El asunto está cogiendo proporciones bíblicas. Hace varias semanas una concejal de Bogotá, al exigir que la llamen concejala, que es la palabra correcta, anunció que presentará ante dicha corporación una propuesta para que se ordene la igualdad de géneros en el idioma, en beneficio de lo que ahora llaman “la cultura inclusiva”.

Me parece que las señoras, con ese carácter suyo que tanto les admiro, se han enfrascado en una pelotera digna de mejor causa. El idioma es un asunto mucho más serio que una simple palabra masculina o que un modesto palabro femenino. Recuerdo perfectamente que quien nos metió en este embeleco fue un antiguo líder sindical, el embajador Angelino Garzón, que cuando era gobernador del Valle se dejó azuzar por su esposa, una enérgica dama catalana.

Para delicia de quienes se burlaban de él por internet, no hubo pueblo perdido ni discurso alguno en que Angelino no se dirigiera a vallecaucanos y vallecaucanas, ciudadanos y ciudadanas, jóvenes y jóvenas, hombres y hombras que me escucháis. Quién dijo miedo. Alebrestadas por esa especie de Juana de Arco con bigotes, las mujeres se lanzaron al galope contra el Orleáns de los varones imperialistas, que en realidad deberían llamarse imperialistos, si fuéramos justos. Ahora, metidos ya en la refriega, se publican sesudos ensayos sobre la materia, se convocan seminarios, se lanzan proclamas de independencia y Florence Thomas aprovecha su columna periodística para regañar a los hombres por millonésima vez.

El conflicto pasó a mayores el día en que un comentarista de El Espectador, creyendo que con ello defendía sus argumentos, llamó “estúpida” a la dama del cabildo bogotano. Si yo hubiera sido ella, habría replicado tildándolo de idioto. Lo único que tal episodio viene a demostrar es que el verdadero problema no consiste en una falta de género, ni de génera, sino en una falta de respeto y de respeta. Y de la más mínima consideración, en masculino o en femenino.

Desde hace años vengo librando una querella similar e igualmente perdida. Insisto cada día en que la diferencia auténtica de géneros no radica en que una palabra termine en ‘o’, en ‘a’, en ‘j’ o en lo que sea, sino en respetar la identidad de cada vocablo.

Tareas:
a) Según el texto, ¿qué cargo desempeñaba Angelino Garzón cuando se dejó azuzar por su esposa?
b) Indique si cada afirmación concuerda con el texto y cite las palabras exactas que lo determinan: (i) La concejal de Bogotá exige que la llamen concejala. (ii) Quien llamó "estúpida" a la dama del cabildo bogotano fue un comentarista de El Tiempo. (iii) La esposa de Angelino Garzón era catalana.
c) Reproduzca el fragmento del texto que va desde "El conflicto pasó" hasta "de cada vocablo.", ambos incluidos.
Responda únicamente con base en el texto.

Datos de origen:
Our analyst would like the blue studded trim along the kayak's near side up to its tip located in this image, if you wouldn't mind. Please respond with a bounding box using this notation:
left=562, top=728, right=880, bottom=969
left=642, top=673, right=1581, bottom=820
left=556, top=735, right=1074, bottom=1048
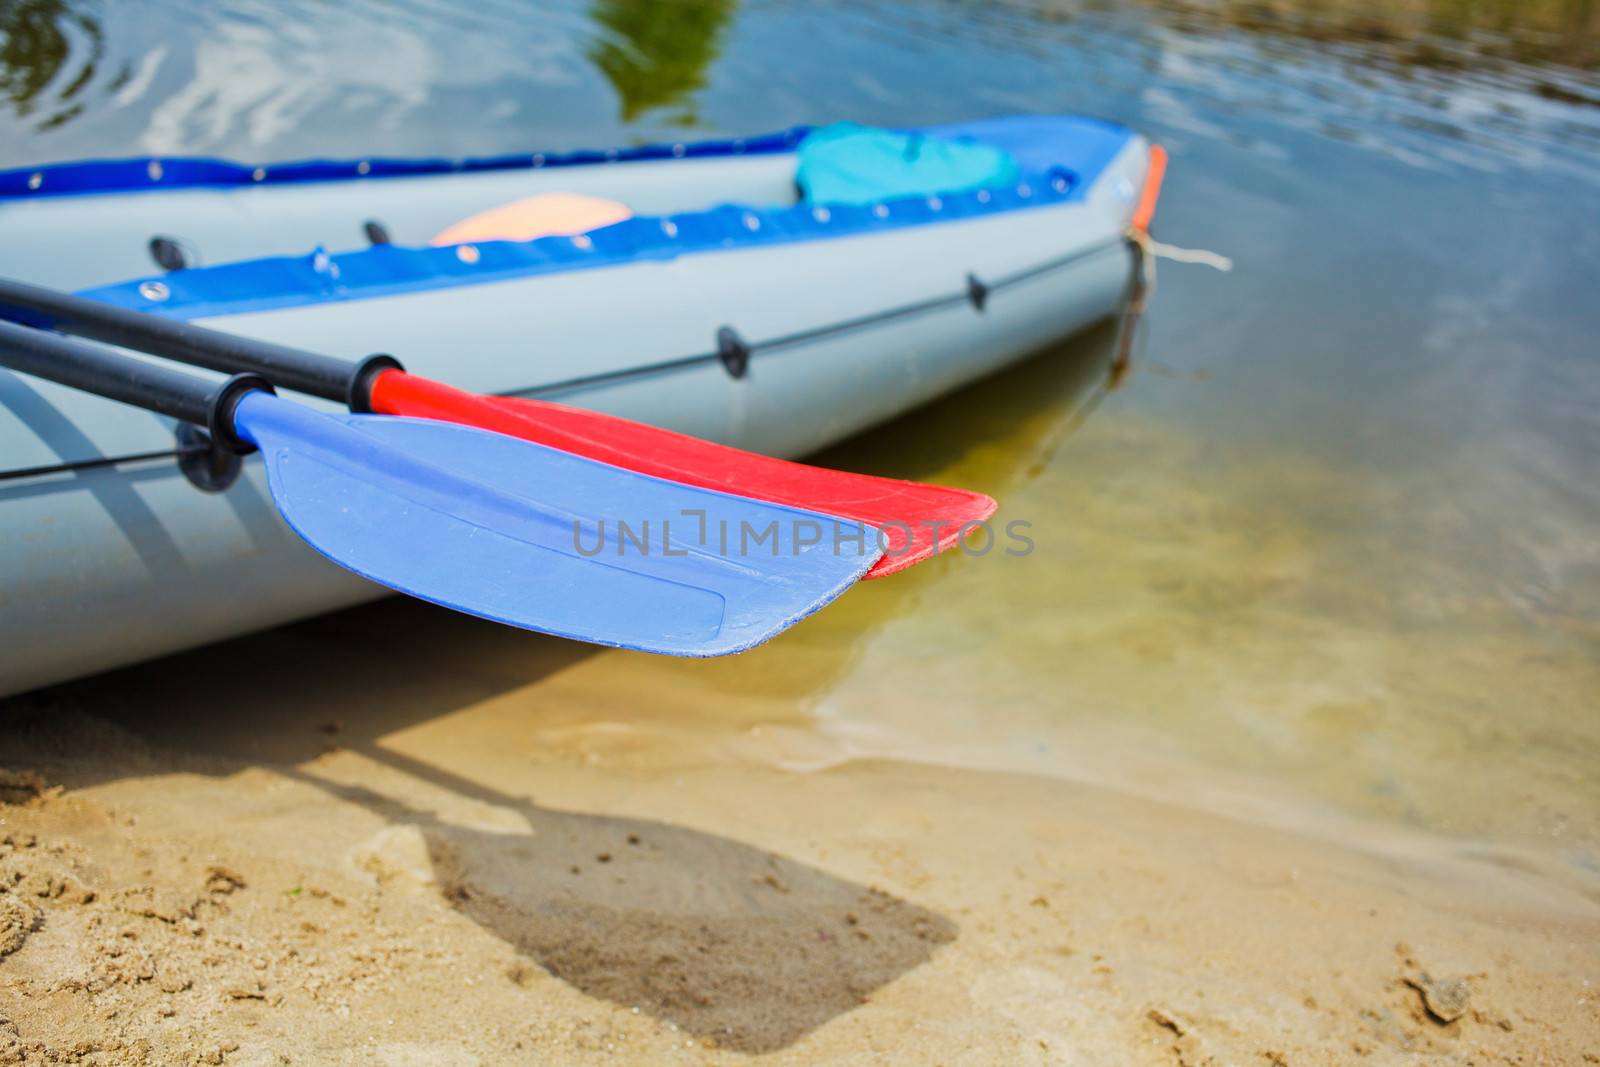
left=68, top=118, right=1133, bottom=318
* * *
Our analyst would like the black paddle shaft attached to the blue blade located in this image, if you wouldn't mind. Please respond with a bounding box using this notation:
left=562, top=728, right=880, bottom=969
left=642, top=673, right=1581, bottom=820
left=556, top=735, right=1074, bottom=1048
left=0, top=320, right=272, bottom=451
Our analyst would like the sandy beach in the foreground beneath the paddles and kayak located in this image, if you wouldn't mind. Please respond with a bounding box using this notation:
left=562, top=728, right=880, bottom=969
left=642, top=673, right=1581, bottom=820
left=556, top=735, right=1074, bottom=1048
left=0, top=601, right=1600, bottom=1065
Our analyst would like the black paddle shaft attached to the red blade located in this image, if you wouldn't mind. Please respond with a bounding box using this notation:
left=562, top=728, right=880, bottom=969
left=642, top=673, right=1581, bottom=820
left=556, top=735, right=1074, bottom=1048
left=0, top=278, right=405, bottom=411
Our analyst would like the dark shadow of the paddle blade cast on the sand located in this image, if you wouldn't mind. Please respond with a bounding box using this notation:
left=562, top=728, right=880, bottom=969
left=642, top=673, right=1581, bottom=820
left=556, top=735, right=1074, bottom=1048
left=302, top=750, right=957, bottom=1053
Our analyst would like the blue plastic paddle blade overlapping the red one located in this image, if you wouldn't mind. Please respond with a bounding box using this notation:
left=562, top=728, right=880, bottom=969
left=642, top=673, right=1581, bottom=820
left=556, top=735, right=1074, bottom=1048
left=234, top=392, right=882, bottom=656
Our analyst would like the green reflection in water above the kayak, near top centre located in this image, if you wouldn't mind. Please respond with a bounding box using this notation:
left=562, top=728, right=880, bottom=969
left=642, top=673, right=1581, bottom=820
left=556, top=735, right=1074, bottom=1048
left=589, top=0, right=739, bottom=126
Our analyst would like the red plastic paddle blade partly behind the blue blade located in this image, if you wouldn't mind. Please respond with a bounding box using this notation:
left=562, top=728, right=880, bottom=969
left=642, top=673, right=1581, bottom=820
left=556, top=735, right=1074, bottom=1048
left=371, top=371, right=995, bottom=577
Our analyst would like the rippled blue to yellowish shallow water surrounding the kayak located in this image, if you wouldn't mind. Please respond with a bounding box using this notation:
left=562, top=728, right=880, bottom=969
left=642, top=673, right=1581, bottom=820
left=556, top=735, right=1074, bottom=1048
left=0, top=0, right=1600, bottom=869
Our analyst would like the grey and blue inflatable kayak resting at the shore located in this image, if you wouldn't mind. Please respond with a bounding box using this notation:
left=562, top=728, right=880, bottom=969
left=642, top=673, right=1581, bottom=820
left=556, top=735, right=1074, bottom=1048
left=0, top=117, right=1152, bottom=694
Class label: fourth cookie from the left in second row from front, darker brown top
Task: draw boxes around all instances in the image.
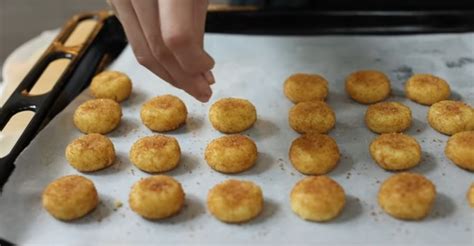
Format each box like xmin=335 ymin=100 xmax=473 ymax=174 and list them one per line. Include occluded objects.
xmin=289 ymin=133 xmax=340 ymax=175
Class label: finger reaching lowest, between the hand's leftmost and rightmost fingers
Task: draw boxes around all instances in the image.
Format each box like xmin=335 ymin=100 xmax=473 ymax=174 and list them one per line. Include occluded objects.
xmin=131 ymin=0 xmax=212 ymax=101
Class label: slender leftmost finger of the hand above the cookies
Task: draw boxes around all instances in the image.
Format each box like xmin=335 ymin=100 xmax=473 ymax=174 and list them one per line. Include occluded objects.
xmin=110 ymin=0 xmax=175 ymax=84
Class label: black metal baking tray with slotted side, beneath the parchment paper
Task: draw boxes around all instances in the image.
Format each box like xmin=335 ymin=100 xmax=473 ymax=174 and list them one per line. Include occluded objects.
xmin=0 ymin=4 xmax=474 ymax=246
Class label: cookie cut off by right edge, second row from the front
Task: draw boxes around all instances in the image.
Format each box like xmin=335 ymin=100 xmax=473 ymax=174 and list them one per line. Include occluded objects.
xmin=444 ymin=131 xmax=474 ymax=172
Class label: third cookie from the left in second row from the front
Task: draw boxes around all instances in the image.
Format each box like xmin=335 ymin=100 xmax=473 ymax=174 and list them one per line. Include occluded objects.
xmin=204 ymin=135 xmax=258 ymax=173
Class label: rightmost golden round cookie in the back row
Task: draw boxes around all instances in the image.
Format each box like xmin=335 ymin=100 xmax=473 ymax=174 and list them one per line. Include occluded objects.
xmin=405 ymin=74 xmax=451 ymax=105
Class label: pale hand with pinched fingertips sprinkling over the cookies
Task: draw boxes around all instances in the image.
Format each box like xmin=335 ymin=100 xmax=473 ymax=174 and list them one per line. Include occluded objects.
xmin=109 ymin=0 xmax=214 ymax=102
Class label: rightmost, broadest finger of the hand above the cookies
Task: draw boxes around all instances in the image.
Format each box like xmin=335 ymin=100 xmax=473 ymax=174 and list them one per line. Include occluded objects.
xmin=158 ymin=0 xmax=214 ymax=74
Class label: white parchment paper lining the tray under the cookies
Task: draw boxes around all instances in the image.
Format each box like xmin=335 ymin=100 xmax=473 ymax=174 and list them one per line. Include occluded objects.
==
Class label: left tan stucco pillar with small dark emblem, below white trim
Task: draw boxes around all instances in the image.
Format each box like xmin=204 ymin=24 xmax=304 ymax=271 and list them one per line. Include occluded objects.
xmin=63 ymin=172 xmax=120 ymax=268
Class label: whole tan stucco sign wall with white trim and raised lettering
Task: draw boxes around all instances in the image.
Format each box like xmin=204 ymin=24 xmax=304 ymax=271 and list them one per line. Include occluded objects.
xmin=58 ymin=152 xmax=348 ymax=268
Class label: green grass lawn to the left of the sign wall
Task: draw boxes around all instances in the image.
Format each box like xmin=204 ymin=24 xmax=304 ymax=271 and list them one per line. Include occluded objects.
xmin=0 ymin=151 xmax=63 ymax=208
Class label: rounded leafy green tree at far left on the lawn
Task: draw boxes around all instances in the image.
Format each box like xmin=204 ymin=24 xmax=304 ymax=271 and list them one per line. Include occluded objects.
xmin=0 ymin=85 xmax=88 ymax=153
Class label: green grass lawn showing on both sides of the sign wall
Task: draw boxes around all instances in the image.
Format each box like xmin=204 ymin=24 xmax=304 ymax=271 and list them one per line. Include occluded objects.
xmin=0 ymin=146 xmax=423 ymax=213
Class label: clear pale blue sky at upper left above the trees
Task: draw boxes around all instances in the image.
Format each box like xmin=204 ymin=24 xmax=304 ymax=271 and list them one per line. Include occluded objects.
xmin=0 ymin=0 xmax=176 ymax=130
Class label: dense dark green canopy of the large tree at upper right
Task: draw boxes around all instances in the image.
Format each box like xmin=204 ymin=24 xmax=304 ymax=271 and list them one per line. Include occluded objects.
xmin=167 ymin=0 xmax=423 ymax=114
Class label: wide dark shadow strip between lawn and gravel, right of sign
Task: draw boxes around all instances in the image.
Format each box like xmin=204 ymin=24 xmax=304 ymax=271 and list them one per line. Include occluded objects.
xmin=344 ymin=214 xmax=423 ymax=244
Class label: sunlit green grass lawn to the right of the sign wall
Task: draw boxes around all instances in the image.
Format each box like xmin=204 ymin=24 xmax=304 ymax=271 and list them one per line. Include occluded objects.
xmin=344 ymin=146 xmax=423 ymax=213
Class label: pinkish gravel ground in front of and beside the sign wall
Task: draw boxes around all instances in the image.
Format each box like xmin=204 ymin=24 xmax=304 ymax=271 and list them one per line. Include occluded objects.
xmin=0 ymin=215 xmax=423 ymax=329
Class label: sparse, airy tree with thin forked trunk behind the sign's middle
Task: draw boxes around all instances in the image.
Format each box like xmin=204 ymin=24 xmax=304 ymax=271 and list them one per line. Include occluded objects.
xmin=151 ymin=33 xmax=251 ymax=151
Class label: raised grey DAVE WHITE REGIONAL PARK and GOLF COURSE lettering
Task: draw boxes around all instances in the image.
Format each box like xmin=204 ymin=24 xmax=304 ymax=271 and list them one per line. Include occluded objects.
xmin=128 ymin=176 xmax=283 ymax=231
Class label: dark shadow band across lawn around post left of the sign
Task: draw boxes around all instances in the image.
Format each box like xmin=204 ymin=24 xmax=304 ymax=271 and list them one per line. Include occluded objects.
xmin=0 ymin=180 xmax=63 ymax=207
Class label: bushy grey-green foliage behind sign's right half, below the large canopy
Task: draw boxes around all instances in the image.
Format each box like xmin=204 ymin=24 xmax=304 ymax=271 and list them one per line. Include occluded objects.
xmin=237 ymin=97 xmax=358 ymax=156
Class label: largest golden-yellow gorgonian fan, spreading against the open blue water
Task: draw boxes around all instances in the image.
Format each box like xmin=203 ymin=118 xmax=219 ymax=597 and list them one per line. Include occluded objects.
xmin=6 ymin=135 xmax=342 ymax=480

Respuestas dadas:
a) Era gobernador del Valle.

b)
(i) Sí: "al exigir que la llamen concejala".
(ii) No: "un comentarista de El Espectador".
(iii) Sí: "una enérgica dama catalana".

c)
El conflicto pasó a mayores el día en que un comentarista de El Espectador, creyendo que con ello defendía sus argumentos, llamó “estúpida” a la dama del cabildo bogotano. Si yo hubiera sido ella, habría replicado tildándolo de idioto. Lo único que tal episodio viene a demostrar es que el verdadero problema no consiste en una falta de género, ni de génera, sino en una falta de respeto y de respeta. Y de la más mínima consideración, en masculino o en femenino.

Desde hace años vengo librando una querella similar e igualmente perdida. Insisto cada día en que la diferencia auténtica de géneros no radica en que una palabra termine en ‘o’, en ‘a’, en ‘j’ o en lo que sea, sino en respetar la identidad de cada vocablo.